## Written problem
Rewrite each line of the records as a numbered list, leaving out any blank lines.

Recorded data
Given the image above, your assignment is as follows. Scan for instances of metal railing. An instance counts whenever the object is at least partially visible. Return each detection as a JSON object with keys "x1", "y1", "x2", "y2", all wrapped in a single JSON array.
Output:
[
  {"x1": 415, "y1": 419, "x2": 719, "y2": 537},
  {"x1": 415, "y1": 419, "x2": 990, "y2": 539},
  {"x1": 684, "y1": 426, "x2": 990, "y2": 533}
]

## The output
1. Given the image above, your assignment is as follows. Scan for instances of metal railing. An instance counts whenever the object is at least partially visible. Return each detection as a JSON object with keys "x1", "y1", "x2", "y2", all wrapped in a single JSON array.
2. Output:
3. [
4.   {"x1": 415, "y1": 419, "x2": 719, "y2": 537},
5.   {"x1": 415, "y1": 419, "x2": 990, "y2": 539},
6.   {"x1": 684, "y1": 426, "x2": 990, "y2": 533}
7. ]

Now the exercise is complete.